> _PAGE TEXT_
## Begin

Basic Needs – Inspired By A Ferry Ride

Want a real-life lesson in basic needs? Academics can point to Maslow’s Hierarchy Of Needs. My parents would have a more peer-reviewed, or really peer-pressured list. I’ve been moving from Whidbey Island to Port Townsend by taking lots of ferry rides. One particular trip took longer than usual and threw me right into an urgent assessment of basic needs. When I got home I really needed to… dispose of some bodily fluids. Forget academia and forget what everyone else cared about. What I needed was what I needed. No debate. And yet, an insight.

Why would a ferry ride make a difference? They have toilets and a trip that takes more than half an hour. They provided the right place and more than enough time. Deal with it, dude. Ah, but ferries can be late. Three-boat waits are common – but I don’t need to use the terminal’s facilities. I’m a big boy (#massiveunderstatement and a punchline, too). I can hold it. Well, yes, and there are limits. A bit of a missed timing, a bit of a wait, and finally onboard. Whew. But. The cars were parked, or more appropriately packed. Opening a door was possible, but not easy. And then the rolling happened. Winds, tides, currents, and wakes can make the ride bouncy enough that walking between the cars means navigating between thousands of pounds of metal rocking on their springs and tires. Squishing usually doesn’t happen. Usually. My arrival at home was a bit more urgent than normal.

## End

> _INFORMATION SHOWN_
## Begin

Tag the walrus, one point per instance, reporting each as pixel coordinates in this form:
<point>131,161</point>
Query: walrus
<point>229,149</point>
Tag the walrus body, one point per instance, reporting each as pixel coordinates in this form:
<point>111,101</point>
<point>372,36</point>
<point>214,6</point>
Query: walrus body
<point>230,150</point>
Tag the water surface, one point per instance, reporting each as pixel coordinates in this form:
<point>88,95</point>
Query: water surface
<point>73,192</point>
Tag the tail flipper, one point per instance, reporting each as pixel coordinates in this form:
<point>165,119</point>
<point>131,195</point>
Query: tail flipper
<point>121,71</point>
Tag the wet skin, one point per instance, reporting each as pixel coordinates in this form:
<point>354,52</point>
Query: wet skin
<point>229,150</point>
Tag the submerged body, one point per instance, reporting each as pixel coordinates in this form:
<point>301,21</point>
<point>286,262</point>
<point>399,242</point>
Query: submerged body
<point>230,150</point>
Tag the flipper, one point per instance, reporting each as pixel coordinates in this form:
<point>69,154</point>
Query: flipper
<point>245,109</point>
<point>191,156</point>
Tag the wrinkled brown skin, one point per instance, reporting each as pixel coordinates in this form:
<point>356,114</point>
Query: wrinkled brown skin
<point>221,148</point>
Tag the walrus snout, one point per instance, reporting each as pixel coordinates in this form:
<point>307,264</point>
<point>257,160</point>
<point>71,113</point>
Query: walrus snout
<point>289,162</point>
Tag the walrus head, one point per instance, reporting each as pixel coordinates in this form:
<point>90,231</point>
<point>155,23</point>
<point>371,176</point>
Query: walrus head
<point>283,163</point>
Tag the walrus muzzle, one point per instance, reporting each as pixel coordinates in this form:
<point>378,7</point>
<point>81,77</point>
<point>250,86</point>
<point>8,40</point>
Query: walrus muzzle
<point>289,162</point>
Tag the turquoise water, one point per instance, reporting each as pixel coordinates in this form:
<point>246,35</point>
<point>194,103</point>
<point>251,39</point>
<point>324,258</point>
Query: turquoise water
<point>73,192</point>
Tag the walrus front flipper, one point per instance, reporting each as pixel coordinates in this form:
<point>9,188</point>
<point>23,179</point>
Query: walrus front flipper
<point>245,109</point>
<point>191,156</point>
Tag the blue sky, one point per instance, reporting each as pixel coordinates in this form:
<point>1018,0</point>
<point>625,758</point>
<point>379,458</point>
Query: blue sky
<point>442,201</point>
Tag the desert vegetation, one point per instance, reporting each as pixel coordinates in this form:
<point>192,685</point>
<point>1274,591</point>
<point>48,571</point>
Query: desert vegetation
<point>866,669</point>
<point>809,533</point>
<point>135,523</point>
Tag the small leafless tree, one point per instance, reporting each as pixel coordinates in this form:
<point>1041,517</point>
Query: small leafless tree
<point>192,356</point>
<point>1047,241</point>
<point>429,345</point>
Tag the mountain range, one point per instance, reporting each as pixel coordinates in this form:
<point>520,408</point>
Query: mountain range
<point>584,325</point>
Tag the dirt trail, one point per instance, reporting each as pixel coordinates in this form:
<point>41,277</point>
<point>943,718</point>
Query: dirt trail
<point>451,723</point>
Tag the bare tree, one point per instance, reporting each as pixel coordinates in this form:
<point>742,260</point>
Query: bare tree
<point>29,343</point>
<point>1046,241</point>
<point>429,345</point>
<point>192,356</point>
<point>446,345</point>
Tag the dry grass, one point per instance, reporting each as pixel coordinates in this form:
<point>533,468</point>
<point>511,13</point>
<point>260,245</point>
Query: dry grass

## End

> _EXERCISE INSTRUCTIONS_
Answer these questions from the ferry ride text, one line each:
1. Between which two places has the writer been moving by ferry?
2. How long does the text say a ferry trip takes?
3. What four things does the text name as making the ride bouncy?

> _EXERCISE RESULT_
1. From Whidbey Island to Port Townsend.
2. More than half an hour.
3. Winds, tides, currents, and wakes.